How the Yes vote can help the campaign for abortion rights

Comment: If we love equality, Eighth Amendment is first obstacle that needs to go

The cross-over between the campaign for marriage equality and the campaign for abortion rights. Why is one winning and the other losing?

The cross-over between the campaign for marriage equality and the campaign for abortion rights. Why is one winning and the other losing?

 

As we sat there in the dark theatre in Dublin’s Liberty Hall, they were counting the votes in the referendum on same-sex marriage down the road in the RDS.

Despite the robust efforts and robust funding of the No campaign, Ireland had said Yes to equality and Yes to love.

Now there’s a couple of words. Equality. Love.

The campaign for same-sex marriage had been measurably successful. When the battle was won, Ireland could cry and Ireland could hug and Ireland was right to wallow in the feeling because equality and love had triumphed.

We should remember that feeling, because it will be a guide and inspiration for the battle still to be won. The battle for us all to be equal citizens.
____
◆ EXERCISE INSTRUCTIONS ◆
A – In the commentary on the Yes vote, where were the votes in the same-sex marriage referendum being counted?
B – Condense the paragraph of the Yes vote commentary that begins "The campaign for same-sex marriage had been measurably successful" into one shorter sentence, keeping its main facts.
C – Go on with the commentary on the Yes vote and abortion rights, starting after its final sentence.
The lines that follow the commentary are not needed for anything here.

◆ DATA LINES ◆
____
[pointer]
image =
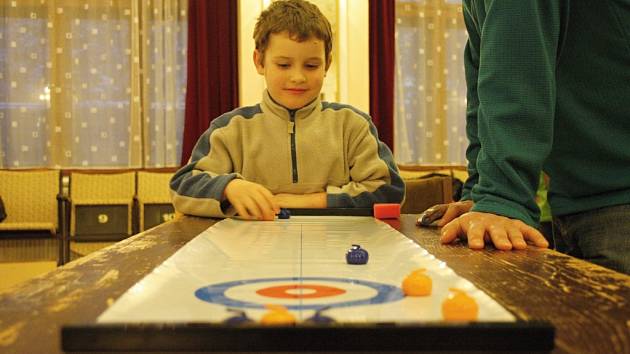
____
◆ RESPONSE LIST ◆
A – In the RDS.

B – The same-sex marriage campaign succeeded, and once it was won Ireland rightly cried, hugged and reveled in the triumph of equality and love.

C –
US feminist Katha Pollitt wrote a piece for The Nation recently about the cross-over between the campaign for marriage equality and the campaign for abortion rights. Why is one winning and the other losing? she asked.

It is a good question.

Love and equality. Like a horse and carriage, the two are inextricable.

Campaigners for marriage equality realised this. They made love their central message and Ireland heard.

In her piece in The Nation, Pollitt wrote: “Marriage equality is a wonderful thing, an important civil right that brings dignity to a previously excluded group. Over time, it may subtly affect the gender conventions of straight marriage.” Reproductive rights are “inescapably connected to the larger project of feminism,” Pollitt wrote.

Feminism has already destabilised every area of life “from the bedroom to the boardroom. What might women demand, what might they accomplish, how might they choose to live, if every woman had children only when and if she wanted them?”

Pollitt’s opinion was formed in the US, where unremitting attacks on women’s reproductive rights are a sign of its times. Her posturings were not intended for Saturday, May 23rd’s wonderful day of celebration in Ireland. Yet in juxtaposing the fight for Marriage Equality and the struggle for reproductive justice, there is a point to be made.

It is a fact that reproductive rights must include abortion - and abortion is a very hard sell.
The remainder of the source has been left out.